### WORK ORDER
Print all the entries exactly.

◆ ◆ ◆

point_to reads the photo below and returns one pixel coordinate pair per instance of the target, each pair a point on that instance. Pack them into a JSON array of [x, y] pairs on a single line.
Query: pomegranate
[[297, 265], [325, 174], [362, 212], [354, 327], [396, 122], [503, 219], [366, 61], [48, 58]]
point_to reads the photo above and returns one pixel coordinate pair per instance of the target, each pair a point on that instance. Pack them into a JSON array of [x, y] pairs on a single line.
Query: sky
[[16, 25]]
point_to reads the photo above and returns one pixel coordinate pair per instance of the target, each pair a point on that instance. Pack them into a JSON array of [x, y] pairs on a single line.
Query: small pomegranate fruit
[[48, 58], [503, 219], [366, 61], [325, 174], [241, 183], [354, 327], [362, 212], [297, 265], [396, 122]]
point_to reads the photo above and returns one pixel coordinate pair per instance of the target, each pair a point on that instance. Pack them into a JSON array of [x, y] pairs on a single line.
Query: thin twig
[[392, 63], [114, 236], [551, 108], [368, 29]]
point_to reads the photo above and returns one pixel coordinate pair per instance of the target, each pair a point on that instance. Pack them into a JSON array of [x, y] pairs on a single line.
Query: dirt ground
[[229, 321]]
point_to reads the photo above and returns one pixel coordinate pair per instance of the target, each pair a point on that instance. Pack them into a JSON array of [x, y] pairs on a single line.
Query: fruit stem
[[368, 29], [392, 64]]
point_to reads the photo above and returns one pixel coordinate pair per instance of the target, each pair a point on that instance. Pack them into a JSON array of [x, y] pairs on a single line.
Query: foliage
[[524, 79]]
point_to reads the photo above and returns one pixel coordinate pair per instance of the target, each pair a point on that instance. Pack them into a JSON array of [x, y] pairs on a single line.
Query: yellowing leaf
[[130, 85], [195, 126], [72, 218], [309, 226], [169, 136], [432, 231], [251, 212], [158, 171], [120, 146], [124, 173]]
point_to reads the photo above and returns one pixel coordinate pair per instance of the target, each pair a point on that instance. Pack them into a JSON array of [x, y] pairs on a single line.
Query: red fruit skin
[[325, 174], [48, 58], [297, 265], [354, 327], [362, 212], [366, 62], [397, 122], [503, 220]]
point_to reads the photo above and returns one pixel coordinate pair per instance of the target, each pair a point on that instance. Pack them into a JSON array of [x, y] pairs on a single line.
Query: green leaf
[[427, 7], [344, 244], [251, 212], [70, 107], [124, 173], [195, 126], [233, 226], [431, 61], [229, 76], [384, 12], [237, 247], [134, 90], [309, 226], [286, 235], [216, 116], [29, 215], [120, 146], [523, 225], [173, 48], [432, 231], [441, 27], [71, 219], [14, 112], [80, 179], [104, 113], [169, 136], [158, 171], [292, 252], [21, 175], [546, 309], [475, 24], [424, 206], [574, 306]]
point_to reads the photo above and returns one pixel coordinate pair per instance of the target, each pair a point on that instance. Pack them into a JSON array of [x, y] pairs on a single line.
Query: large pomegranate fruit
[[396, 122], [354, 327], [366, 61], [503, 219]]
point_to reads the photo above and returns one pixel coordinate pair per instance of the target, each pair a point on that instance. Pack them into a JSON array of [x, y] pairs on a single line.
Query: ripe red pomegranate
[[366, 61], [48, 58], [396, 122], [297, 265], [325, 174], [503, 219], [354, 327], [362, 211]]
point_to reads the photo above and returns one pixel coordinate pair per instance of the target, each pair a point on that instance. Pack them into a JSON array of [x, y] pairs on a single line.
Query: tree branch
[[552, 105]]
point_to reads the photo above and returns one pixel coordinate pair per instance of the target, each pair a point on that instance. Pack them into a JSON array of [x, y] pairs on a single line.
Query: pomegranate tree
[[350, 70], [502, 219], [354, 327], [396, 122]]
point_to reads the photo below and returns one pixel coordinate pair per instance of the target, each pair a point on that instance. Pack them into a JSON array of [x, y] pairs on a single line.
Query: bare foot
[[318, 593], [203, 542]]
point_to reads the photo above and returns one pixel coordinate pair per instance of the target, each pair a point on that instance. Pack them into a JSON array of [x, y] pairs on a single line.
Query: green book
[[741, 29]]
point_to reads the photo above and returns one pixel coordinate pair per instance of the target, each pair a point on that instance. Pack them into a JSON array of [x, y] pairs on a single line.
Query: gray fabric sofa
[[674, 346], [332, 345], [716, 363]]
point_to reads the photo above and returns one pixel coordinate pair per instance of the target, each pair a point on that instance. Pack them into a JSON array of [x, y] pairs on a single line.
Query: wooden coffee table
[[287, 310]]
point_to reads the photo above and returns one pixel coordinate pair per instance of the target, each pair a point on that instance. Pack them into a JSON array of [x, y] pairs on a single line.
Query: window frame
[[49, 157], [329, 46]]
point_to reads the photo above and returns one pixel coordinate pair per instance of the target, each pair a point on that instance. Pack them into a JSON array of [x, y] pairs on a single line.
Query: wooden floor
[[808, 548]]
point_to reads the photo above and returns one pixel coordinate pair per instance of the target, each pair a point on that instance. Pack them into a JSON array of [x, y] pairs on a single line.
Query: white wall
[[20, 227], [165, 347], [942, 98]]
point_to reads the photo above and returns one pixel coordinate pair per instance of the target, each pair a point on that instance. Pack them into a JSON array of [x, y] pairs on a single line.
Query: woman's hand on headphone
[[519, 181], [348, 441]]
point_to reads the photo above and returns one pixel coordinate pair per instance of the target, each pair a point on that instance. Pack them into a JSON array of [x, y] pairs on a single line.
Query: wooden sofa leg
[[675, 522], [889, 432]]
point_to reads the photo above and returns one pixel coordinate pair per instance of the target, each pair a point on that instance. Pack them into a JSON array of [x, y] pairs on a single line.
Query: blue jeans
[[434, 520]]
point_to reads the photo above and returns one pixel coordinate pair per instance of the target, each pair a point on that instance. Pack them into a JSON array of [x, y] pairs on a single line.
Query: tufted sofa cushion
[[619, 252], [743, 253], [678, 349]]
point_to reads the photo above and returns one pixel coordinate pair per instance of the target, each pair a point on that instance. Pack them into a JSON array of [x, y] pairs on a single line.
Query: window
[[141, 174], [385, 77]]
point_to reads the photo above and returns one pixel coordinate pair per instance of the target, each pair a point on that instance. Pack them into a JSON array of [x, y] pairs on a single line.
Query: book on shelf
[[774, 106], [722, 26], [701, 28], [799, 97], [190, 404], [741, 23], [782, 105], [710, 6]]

◆ ◆ ◆

### FINISHED EXERCISE
point_to reads the photo below and returns one pixel coordinate pair per instance of the target, each pair a point on that instance. Pack them into a JSON array of [x, y] pairs on a single line.
Query: pomegranate
[[297, 265], [325, 174], [362, 212], [354, 327], [396, 122], [503, 219], [366, 61], [48, 58]]
point_to reads the photo above and returns one pixel coordinate pair per instance of the target, each pair a point on that instance. Pack them into a JSON array of [x, y] pairs on a single line.
Query: sky
[[16, 25]]
point_to reads the photo above and returns one pixel coordinate pair per instance of the target, each pair a point on that instance. Pack them into a JSON array of [x, y] pairs on a single line.
Query: small pomegranate fruit
[[48, 58], [503, 219], [366, 61], [325, 174], [241, 183], [354, 327], [362, 212], [297, 265], [396, 122]]
point_to reads the photo above and returns one pixel coordinate pair per instance of the target, each pair a point on that instance. Pack them into a JSON array of [x, y] pairs on a single line.
Query: thin twig
[[392, 63], [114, 236], [551, 108], [368, 29]]
point_to reads the photo above and returns one pixel coordinate pair per instance of the target, each pair a point on that instance. Pack them into a JSON array of [x, y] pairs on a single line.
Query: dirt ground
[[229, 321]]
point_to reads the photo above and returns one pixel coordinate pair per instance of the target, each pair a point on that instance. Pack them into a JSON array of [x, y] pairs on a single line.
Query: fruit stem
[[368, 29], [392, 64]]
point_to reads the photo above and returns one pixel coordinate pair per instance of the target, each pair a point on that instance. Pack them into a JSON array of [x, y] pairs on a single line.
Query: foliage
[[524, 79]]
point_to reads the photo above and returns one pixel coordinate pair per instance of the target, each pair a point on that instance. Pack them into a JSON array of [x, y] pairs on a single line.
Query: yellowing leaf
[[130, 85], [195, 126], [72, 218], [309, 226], [169, 136], [432, 231], [251, 212], [158, 171], [120, 146], [124, 173]]
point_to reads the photo above and returns one pixel coordinate pair per instance of the target, each pair a point on that instance. Pack them into a JSON array of [x, y] pairs on a single line.
Query: red fruit skin
[[325, 174], [48, 58], [297, 265], [354, 327], [362, 212], [366, 62], [397, 122], [503, 220]]
point_to reads the photo above and returns one pixel coordinate pair per instance of the target, each pair a point on that instance. Pack them into a JSON array of [x, y] pairs on a single line.
Query: green leaf
[[427, 7], [344, 244], [251, 212], [70, 107], [124, 173], [195, 126], [233, 226], [431, 61], [229, 76], [384, 12], [237, 247], [134, 90], [309, 226], [286, 235], [216, 116], [29, 215], [120, 146], [523, 225], [173, 48], [432, 231], [441, 27], [71, 219], [14, 112], [80, 179], [104, 113], [169, 136], [158, 171], [292, 252], [21, 175], [546, 309], [475, 24], [424, 206], [574, 306]]
point_to reads the photo above and returns one pixel coordinate pair per instance of the target, each pair a point on that instance. Pack them into a JSON array of [x, y] pairs on a single line.
Query: large pomegranate fruit
[[396, 122], [354, 327], [366, 61], [503, 219]]
point_to reads the photo above and returns one pixel coordinate pair per instance of the target, each pair a point on that instance. Pack them into a JSON array of [x, y] pairs on a single line.
Query: ripe red pomegranate
[[366, 61], [48, 58], [396, 122], [297, 265], [325, 174], [503, 219], [354, 327], [362, 211]]
point_to reads the photo above and returns one pixel coordinate pair per instance of the target, each pair a point on that instance. Pack them into a JSON array of [x, y] pairs on a single line.
Query: tree branch
[[552, 105]]
point_to reads the photo above and returns one pixel coordinate pair per instance of the target, each pair a point on that instance. Pack them into a JSON array of [x, y] pairs on a single line.
Query: pomegranate tree
[[350, 70], [502, 219], [354, 327], [396, 122]]
point_to reads the photo below and returns one pixel coordinate pair per instance of the target, each pair a point on that instance. Pack them into a JSON array of [x, y] pairs on a single line.
Query: bare foot
[[318, 593], [203, 542]]
point_to reads the photo above and returns one pixel coordinate pair per instance of the target, each pair a point on that instance. Pack them into a JSON array of [x, y] pairs on a single line.
Query: green book
[[741, 29]]
point_to reads the photo above and returns one pixel coordinate pair per instance of the target, each pair a point on that instance. Pack them into a JSON array of [x, y] pairs on a single line.
Query: gray fabric sofa
[[674, 346], [332, 345], [716, 363]]
point_to reads the photo above and returns one pixel coordinate pair per instance of the target, each pair a point on that instance. Pack them into a JSON array of [x, y] pairs on a single line.
Query: wooden coffee table
[[287, 310]]
point_to reads the photo above and returns one pixel coordinate pair per instance of the target, each pair a point on that instance. Pack them into a JSON array of [x, y] pairs on a single line.
Query: window frame
[[49, 157], [329, 46]]
point_to reads the photo above and returns one pixel coordinate pair per instance of the target, each pair a point on that instance. Pack them into a JSON array of [x, y] pairs on a single line.
Query: wooden floor
[[808, 548]]
point_to reads the photo above and returns one pixel coordinate pair per instance of the target, each pair a point on that instance. Pack them into a JSON array of [x, y] pairs on a single line.
Query: white wall
[[20, 227], [165, 347], [942, 98]]
point_to reads the photo above and returns one pixel coordinate pair per instance of the target, each pair a point on that instance. Pack them into a JSON array of [x, y] pairs on a single line.
Query: woman's hand on headphone
[[519, 181], [348, 441]]
point_to reads the photo above and returns one pixel coordinate pair per instance of the target, each pair a point on that instance. Pack them into a JSON array of [x, y] pairs on a single line.
Query: wooden sofa leg
[[675, 522], [889, 432]]
point_to reads the photo above and returns one pixel coordinate pair per instance of the target, each pair a point on that instance. Pack them into a JSON array of [x, y] pairs on a single line.
Query: blue jeans
[[434, 520]]
point_to reads the photo above and returns one pixel coordinate pair per instance of the target, each pair a point on that instance. Pack them into a JSON array of [x, y] pairs on a single line.
Query: tufted sofa cushion
[[619, 252], [743, 253], [678, 349]]
point_to reads the photo above and returns one pixel coordinate pair per instance of the target, each pair a point on that instance. Pack them into a JSON array of [x, y] pairs on a single line.
Query: window
[[141, 174], [385, 77]]
point_to reads the photo above and returns one pixel coordinate pair per instance of the target, each pair a point on that instance. Pack them into a JSON array of [x, y] pairs on a single line.
Query: book on shelf
[[774, 106], [722, 26], [701, 28], [799, 97], [190, 404], [741, 23], [782, 105], [710, 6]]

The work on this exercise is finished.